--- Records Enclosed Below ---
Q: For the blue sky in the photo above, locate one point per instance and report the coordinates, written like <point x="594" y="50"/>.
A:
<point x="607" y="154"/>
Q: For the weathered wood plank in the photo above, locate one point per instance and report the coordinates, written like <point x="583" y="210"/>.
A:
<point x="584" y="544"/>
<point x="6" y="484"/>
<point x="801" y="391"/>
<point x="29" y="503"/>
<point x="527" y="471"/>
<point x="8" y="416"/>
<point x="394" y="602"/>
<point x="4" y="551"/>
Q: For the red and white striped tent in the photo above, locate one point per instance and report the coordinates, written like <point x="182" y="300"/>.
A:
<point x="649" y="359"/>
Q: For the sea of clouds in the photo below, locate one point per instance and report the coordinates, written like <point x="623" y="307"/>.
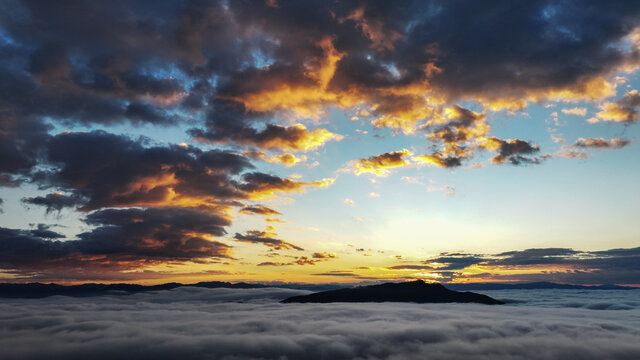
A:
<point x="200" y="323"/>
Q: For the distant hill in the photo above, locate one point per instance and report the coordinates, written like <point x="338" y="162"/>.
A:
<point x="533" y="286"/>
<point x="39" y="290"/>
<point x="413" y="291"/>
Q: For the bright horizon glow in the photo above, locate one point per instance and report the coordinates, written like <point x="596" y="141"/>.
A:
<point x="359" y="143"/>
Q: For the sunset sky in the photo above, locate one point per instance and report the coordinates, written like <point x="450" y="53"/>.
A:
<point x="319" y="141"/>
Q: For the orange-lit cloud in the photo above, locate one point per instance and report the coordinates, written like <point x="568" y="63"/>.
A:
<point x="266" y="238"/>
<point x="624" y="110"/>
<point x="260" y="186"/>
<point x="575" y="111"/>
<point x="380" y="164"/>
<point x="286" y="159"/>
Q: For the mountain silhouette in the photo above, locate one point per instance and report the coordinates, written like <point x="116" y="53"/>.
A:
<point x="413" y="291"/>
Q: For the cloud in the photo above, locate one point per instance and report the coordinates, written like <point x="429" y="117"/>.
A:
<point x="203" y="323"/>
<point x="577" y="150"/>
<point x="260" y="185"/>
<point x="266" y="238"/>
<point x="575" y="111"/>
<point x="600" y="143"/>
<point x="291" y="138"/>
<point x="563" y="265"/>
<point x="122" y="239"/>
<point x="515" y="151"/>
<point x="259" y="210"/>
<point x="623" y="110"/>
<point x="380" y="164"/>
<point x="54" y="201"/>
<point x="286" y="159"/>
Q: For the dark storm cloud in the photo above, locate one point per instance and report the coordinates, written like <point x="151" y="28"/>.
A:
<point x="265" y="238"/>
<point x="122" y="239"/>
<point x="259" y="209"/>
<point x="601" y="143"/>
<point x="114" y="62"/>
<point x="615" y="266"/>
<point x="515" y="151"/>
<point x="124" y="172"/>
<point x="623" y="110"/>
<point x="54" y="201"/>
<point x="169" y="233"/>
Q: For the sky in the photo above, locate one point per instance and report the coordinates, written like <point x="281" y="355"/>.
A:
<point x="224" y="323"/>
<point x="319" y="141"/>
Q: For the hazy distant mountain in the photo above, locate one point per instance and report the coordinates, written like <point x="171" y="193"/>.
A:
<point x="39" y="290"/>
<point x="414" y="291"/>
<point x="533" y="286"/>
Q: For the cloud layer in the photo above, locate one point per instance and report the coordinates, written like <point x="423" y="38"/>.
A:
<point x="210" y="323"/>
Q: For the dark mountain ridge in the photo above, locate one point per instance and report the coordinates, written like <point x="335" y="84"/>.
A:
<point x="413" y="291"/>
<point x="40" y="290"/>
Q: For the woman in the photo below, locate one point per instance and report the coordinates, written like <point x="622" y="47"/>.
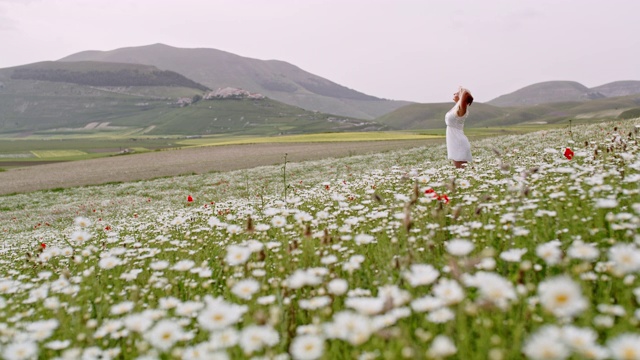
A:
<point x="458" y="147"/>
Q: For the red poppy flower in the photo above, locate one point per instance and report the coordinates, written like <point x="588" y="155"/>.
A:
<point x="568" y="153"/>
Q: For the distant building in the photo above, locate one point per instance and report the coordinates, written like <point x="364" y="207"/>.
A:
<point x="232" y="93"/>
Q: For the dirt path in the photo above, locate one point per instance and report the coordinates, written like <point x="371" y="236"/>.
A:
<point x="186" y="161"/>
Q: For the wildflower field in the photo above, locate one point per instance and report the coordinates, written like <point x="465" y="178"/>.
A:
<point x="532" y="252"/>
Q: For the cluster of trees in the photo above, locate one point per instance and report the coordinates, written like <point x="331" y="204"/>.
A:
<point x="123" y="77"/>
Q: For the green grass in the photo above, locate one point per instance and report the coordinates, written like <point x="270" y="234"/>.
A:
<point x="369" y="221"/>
--- End of Enclosed Records ---
--- Records Enclosed Below ---
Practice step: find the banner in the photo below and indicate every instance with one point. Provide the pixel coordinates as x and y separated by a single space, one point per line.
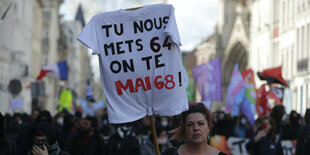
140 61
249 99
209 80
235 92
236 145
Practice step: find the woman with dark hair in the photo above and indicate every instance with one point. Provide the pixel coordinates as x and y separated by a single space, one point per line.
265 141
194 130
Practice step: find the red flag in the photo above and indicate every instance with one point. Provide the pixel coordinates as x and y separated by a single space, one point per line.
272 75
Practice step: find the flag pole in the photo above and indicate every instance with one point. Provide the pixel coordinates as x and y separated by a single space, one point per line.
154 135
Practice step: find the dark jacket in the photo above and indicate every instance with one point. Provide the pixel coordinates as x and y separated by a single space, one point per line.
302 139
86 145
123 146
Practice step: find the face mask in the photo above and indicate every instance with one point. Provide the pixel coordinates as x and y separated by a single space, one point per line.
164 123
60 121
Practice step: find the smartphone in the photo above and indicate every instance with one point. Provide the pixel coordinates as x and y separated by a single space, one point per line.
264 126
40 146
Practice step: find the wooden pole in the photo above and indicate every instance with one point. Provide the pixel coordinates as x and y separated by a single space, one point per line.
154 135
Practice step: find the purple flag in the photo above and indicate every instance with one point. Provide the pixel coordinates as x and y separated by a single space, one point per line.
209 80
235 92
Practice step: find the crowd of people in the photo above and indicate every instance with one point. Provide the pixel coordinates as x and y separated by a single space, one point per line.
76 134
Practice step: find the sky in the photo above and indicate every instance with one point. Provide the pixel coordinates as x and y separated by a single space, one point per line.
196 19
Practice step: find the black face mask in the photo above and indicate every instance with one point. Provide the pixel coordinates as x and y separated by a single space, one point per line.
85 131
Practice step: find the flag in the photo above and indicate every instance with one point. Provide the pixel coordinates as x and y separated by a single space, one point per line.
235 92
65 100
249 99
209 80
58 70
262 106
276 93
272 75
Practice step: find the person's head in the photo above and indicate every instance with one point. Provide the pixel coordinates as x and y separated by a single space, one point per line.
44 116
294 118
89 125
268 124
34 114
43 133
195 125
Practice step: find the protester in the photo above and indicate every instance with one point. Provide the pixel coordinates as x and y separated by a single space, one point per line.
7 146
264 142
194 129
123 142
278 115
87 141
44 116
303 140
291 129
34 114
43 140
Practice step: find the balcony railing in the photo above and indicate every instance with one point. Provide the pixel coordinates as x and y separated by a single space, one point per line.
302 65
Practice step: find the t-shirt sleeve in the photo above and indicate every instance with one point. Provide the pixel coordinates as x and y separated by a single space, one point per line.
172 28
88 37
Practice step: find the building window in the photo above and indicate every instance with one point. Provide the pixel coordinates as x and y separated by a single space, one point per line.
--- End of Enclosed Records ---
> _What you are asked to do_:
In the entries above, how many lines hold the word "mountain"? Answer with the number only.

> _Response to this exercise_:
3